**Problem**.
Write out, character for character, the lines of the records that begin with the line containing "Query: blurred face" and run through the line containing "52), (283, 47)]", including both of those lines and nothing else.

**Records for this exercise**.
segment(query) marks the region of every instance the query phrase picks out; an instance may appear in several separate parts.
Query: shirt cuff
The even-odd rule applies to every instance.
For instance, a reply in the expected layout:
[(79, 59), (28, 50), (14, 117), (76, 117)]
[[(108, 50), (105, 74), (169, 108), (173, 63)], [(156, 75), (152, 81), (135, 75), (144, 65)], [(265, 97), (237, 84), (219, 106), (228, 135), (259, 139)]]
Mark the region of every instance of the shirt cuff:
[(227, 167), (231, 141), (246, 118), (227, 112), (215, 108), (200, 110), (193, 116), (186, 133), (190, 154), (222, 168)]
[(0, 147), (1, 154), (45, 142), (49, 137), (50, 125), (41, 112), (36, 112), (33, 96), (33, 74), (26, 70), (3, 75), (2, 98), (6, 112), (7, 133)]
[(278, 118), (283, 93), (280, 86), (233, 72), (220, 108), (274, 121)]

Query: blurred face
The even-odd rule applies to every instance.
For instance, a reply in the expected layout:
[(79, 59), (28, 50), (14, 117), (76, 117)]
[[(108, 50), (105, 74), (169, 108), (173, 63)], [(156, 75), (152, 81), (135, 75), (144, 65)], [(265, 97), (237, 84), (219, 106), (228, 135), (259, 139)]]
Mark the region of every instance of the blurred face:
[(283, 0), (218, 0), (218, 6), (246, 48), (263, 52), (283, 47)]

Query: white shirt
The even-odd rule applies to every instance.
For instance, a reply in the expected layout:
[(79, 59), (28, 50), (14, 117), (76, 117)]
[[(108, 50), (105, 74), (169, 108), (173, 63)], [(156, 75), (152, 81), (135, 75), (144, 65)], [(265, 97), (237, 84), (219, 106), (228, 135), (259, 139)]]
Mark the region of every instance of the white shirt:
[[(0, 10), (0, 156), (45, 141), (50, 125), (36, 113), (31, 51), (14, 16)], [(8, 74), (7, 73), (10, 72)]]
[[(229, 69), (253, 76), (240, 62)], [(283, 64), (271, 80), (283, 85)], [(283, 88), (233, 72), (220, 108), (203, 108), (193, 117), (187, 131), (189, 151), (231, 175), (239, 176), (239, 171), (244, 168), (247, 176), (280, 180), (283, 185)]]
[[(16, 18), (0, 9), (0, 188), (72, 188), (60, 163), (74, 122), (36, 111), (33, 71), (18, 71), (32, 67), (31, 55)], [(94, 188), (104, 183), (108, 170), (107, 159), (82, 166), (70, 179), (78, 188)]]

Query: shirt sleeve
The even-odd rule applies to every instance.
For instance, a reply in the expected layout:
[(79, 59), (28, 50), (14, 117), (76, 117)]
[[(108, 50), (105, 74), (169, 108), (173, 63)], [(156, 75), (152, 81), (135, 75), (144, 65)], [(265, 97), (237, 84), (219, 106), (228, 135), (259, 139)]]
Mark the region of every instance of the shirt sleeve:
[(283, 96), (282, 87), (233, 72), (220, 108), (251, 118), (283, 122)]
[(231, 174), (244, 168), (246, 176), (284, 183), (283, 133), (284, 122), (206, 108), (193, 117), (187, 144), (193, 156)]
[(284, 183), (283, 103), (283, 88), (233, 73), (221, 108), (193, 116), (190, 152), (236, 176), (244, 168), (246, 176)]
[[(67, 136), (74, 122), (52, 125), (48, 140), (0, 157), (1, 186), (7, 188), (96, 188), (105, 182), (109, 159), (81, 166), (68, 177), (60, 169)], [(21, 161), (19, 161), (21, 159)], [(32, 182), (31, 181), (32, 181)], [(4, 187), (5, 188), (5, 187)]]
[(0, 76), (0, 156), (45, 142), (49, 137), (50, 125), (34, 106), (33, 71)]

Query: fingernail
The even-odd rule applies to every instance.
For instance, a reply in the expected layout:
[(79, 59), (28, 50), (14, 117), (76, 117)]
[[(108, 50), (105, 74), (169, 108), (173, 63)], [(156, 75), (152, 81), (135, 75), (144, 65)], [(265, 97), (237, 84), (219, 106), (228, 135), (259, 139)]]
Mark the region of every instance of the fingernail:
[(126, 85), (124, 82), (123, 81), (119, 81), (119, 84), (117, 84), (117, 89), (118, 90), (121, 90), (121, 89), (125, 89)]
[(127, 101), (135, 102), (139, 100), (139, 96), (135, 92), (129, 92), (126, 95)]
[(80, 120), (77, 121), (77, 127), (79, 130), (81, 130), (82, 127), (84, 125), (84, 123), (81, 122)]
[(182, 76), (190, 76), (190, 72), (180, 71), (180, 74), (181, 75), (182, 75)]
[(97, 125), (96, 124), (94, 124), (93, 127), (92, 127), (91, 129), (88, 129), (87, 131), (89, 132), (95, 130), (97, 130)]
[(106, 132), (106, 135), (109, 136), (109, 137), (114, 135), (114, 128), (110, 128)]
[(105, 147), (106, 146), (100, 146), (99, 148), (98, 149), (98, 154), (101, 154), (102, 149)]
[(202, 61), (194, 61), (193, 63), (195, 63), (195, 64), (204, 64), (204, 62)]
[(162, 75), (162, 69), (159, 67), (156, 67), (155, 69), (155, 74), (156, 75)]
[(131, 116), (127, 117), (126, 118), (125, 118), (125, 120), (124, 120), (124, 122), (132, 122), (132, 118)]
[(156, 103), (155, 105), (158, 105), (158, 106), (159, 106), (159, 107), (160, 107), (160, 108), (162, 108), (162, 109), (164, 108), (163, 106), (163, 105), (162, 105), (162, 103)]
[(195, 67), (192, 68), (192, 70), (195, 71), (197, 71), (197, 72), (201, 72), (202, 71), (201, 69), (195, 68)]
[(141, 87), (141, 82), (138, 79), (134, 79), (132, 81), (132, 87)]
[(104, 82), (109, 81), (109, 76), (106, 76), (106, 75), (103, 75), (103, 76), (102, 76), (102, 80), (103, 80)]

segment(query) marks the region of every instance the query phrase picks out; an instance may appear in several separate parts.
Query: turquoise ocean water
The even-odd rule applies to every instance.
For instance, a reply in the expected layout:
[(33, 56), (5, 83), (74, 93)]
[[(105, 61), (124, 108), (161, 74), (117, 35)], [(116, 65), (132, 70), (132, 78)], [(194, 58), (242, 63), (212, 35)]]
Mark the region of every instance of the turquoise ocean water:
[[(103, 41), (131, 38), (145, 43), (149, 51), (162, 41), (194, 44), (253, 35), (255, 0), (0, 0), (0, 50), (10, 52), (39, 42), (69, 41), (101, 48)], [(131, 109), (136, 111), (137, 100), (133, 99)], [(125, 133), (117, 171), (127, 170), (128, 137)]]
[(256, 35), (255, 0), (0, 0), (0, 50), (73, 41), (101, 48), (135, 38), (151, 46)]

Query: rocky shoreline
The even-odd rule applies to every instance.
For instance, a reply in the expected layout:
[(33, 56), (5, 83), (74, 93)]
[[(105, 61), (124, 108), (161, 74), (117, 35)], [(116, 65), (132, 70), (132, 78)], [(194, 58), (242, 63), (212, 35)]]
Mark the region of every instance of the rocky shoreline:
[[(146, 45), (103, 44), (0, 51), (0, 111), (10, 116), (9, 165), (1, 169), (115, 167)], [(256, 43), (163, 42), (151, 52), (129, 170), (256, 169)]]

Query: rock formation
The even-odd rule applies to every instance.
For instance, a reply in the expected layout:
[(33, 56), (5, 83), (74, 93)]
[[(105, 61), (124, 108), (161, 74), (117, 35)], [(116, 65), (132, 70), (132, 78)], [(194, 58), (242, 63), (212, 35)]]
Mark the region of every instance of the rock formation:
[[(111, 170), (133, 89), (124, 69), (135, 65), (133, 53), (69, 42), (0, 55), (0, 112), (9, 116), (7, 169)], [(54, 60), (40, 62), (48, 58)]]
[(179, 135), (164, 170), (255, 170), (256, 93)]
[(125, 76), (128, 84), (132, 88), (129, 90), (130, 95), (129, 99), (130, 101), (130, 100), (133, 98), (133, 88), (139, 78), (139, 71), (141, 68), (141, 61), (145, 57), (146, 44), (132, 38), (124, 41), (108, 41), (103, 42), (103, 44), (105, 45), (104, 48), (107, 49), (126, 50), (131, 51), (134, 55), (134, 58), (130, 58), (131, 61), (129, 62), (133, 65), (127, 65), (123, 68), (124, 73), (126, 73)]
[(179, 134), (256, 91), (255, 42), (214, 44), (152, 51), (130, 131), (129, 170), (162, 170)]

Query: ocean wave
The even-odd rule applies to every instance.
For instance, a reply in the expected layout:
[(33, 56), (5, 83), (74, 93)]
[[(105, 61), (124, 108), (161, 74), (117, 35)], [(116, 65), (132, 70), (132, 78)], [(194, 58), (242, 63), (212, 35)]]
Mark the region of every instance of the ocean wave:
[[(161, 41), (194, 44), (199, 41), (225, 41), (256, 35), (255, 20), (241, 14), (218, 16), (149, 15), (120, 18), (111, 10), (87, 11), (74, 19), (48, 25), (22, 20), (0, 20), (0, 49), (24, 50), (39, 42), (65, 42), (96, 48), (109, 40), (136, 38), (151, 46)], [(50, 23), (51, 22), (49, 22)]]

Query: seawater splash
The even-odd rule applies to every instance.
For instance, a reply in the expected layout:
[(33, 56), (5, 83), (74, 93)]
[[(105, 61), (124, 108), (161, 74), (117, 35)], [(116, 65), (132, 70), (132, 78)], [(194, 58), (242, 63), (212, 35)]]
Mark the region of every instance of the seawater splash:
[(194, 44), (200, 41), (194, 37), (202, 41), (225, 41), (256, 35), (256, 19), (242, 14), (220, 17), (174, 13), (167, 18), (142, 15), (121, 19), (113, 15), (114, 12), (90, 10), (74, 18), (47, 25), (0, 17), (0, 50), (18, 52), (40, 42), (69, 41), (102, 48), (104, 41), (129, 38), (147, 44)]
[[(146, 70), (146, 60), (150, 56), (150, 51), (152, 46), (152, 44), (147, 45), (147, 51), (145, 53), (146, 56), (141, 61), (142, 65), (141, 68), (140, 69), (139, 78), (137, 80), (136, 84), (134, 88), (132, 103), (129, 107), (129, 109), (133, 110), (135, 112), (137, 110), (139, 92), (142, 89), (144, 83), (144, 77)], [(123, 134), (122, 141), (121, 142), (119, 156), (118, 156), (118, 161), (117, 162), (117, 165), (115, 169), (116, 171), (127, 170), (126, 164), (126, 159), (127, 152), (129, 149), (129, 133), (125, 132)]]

**Response for this exercise**.
Query: blurred face
The even-odd rule applies to every instance.
For instance, a reply in the expected layout:
[(79, 59), (28, 50), (14, 117), (76, 117)]
[[(108, 50), (105, 74), (169, 108), (173, 63)], [(156, 75), (152, 81), (135, 75), (144, 65)], [(265, 97), (237, 84), (219, 106), (228, 135), (259, 139)]]
Mark the region of every instance of the blurred face:
[(283, 0), (218, 0), (218, 6), (246, 48), (263, 52), (283, 47)]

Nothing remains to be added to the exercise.